● **Exercise goal**: What is needed here is an exact repetition of the records below, beginning at the line that has "q: blue plaid shirt" and stopping after the line that has "q: short gray hair".

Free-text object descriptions
►

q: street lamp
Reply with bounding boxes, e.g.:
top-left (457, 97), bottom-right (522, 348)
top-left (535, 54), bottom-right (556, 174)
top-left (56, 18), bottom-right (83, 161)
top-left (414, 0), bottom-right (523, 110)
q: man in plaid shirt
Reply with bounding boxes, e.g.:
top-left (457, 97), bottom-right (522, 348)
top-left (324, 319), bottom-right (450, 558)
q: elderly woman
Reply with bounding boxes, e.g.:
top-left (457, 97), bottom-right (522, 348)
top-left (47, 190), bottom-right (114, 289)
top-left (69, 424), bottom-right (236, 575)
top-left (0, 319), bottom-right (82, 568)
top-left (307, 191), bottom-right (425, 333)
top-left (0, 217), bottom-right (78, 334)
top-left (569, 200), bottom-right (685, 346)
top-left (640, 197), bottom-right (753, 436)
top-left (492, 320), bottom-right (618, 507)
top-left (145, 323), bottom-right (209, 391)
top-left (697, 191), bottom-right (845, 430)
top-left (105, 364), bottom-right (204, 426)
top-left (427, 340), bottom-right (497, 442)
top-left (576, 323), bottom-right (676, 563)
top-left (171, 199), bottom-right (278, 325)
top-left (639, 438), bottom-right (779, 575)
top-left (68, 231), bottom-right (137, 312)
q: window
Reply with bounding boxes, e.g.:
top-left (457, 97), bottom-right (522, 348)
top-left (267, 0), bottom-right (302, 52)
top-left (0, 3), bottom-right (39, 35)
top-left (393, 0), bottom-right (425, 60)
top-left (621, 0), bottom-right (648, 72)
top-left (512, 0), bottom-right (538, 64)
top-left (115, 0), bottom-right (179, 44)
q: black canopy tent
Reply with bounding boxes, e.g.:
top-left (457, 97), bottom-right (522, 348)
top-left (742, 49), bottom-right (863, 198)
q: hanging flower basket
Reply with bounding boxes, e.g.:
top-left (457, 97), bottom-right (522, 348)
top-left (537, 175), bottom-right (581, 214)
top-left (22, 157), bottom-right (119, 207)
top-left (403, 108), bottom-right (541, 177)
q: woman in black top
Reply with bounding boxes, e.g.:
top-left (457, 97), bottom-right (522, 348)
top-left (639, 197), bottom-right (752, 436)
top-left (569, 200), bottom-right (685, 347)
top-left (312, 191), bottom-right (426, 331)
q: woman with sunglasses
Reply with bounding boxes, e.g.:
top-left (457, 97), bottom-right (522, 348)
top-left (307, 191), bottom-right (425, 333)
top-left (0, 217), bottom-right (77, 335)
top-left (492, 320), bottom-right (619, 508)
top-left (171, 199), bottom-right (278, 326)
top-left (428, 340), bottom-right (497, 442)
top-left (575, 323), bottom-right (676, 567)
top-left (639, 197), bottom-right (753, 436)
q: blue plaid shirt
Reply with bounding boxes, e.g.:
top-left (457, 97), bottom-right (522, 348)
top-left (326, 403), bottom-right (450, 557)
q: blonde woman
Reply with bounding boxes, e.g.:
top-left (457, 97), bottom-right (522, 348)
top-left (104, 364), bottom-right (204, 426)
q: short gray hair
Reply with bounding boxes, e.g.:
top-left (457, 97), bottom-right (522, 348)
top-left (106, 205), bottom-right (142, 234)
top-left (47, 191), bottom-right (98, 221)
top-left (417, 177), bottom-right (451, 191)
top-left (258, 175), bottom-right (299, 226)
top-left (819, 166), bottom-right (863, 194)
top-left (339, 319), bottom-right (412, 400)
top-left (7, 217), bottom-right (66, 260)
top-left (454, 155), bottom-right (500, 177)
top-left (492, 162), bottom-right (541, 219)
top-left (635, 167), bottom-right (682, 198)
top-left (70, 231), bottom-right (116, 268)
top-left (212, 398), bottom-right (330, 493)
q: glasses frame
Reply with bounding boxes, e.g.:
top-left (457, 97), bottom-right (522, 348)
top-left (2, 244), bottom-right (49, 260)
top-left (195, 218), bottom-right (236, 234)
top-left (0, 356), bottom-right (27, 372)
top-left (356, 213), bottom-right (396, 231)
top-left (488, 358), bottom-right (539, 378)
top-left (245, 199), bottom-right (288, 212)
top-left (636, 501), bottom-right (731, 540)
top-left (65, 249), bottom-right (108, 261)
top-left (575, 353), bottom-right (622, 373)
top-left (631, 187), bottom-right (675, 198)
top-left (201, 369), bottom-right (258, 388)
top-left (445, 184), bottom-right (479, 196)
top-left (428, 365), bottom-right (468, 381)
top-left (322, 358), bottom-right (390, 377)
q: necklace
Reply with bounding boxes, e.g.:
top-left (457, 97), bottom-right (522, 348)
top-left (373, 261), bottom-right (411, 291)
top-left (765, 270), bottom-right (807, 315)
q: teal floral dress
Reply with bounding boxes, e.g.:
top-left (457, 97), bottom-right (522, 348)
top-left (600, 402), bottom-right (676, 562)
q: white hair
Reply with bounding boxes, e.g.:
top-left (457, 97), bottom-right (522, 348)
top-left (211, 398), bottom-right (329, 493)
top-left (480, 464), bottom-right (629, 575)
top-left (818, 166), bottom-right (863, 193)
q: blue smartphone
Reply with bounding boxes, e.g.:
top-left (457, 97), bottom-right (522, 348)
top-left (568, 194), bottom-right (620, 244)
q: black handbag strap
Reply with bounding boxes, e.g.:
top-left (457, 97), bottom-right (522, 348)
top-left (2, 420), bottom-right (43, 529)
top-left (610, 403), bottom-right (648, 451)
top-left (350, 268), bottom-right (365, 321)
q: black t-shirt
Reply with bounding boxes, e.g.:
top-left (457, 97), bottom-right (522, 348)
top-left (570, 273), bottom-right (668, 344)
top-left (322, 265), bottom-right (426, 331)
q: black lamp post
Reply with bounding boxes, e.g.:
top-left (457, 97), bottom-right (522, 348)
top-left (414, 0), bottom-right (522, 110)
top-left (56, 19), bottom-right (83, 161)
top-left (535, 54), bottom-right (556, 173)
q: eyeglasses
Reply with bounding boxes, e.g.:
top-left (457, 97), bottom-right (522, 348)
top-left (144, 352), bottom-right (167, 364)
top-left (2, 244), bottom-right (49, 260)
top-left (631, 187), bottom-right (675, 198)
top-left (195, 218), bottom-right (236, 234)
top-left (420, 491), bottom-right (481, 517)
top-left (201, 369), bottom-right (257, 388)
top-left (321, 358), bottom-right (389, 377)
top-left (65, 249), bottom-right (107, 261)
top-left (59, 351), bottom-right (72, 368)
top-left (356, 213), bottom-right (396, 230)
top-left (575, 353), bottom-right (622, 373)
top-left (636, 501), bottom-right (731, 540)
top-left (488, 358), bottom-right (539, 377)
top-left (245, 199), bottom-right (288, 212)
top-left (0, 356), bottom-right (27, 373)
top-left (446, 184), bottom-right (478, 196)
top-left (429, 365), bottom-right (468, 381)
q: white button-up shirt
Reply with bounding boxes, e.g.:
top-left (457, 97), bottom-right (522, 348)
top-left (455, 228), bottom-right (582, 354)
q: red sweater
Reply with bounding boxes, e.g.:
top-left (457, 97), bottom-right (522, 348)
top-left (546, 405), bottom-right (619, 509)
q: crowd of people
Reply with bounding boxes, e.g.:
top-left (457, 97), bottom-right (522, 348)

◄

● **Solved exercise**:
q: blue plaid shirt
Reply with bounding boxes, e.g.:
top-left (457, 97), bottom-right (522, 348)
top-left (326, 403), bottom-right (450, 557)
q: blonde woman
Reply with bounding boxes, e.g.:
top-left (457, 97), bottom-right (522, 348)
top-left (104, 364), bottom-right (204, 426)
q: short gray hair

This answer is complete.